■ Set exercise
Rewrite all of the data below as a single numbered list, one line per item, leaving out the blank lines.

■ Source records
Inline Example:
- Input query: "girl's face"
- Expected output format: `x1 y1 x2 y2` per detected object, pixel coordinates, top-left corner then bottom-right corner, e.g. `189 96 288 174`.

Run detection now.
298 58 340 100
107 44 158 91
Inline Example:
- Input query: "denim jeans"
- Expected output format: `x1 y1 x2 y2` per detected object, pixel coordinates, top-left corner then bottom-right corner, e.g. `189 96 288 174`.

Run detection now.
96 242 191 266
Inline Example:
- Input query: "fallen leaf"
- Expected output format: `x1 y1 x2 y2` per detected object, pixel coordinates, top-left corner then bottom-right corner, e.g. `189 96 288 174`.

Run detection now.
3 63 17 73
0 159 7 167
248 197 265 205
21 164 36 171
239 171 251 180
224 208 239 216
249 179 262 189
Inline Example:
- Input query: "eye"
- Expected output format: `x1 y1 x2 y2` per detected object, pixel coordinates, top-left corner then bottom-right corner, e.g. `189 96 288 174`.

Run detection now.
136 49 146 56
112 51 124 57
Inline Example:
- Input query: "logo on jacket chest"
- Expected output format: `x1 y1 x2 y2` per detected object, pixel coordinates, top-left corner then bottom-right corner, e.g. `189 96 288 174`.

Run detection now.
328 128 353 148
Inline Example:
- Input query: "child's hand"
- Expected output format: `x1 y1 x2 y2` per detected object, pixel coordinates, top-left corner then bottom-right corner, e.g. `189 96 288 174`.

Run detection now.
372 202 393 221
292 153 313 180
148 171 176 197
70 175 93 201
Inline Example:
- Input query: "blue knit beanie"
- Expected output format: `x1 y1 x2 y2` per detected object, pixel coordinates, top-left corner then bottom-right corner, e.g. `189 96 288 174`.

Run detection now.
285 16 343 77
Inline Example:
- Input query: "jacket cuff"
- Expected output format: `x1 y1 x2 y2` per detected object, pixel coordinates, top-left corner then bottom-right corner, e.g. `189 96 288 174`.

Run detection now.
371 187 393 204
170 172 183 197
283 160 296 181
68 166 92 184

■ Written reply
1. Inline Example:
2. - Input query: "girl's face"
3. - Expected output format: `x1 y1 x2 y2` per detected object, pixel coordinates, top-left corner then bottom-right corner, e.g. `189 96 288 174`.
4. Run detection now.
5. 298 58 340 100
6. 107 44 158 91
7. Inline Example:
8. - Input query: "denim jeans"
9. - Expected output format: `x1 y1 x2 y2` per detected object, pixel coordinates, top-left corner then bottom-right corner, e.g. `189 96 288 174`.
10. Run detection now.
11. 96 242 191 266
12. Inline Example:
13. - Input query: "fallen leaf"
14. - Expected output format: `x1 y1 x2 y2` per detected object, pixel coordinates, top-left corner then bottom-right corner, e.g. `189 96 288 174`.
15. Run detection now.
16. 3 63 17 73
17. 0 159 7 167
18. 248 197 265 205
19. 21 164 36 171
20. 239 171 251 180
21. 224 208 239 216
22. 249 179 262 189
23. Inline Example:
24. - Input query: "eye"
25. - Expected output format: `x1 y1 x2 y2` per detected object, pixel coordinates, top-left corner then bottom-right corner, e.g. `189 96 288 174`.
26. Run detection now.
27. 136 49 146 56
28. 112 51 124 57
29. Inline Example:
30. - Input query: "logo on jacket chest"
31. - Expected output format: `x1 y1 x2 y2` per detected object, pixel coordinates, top-left corner then bottom-right corner, e.g. `189 96 288 174`.
32. Run detection now.
33. 328 128 353 148
34. Inline Example:
35. - Input query: "child's hand"
36. - Expected output format: `x1 y1 x2 y2` per detected object, pixel coordinates, top-left corner then bottom-right corner, e.g. `189 96 288 174`.
37. Run detection now.
38. 372 202 393 221
39. 292 153 313 180
40. 148 171 176 197
41. 70 175 93 201
42. Inline Example:
43. - Input query: "blue knit beanie"
44. - Expected output format: `x1 y1 x2 y2` per detected object, pixel coordinates, top-left corner then bottom-right corner, e.g. `189 96 288 174`.
45. Run detection now.
46. 285 16 343 77
47. Inline Example:
48. - Input query: "jacket cuff"
49. - Expected output format: `x1 y1 x2 y2` per detected object, pixel coordinates, top-left corner then bottom-right corner, e.g. `189 96 288 174`.
50. Run detection now.
51. 371 187 393 204
52. 170 172 183 197
53. 283 160 296 181
54. 68 166 92 184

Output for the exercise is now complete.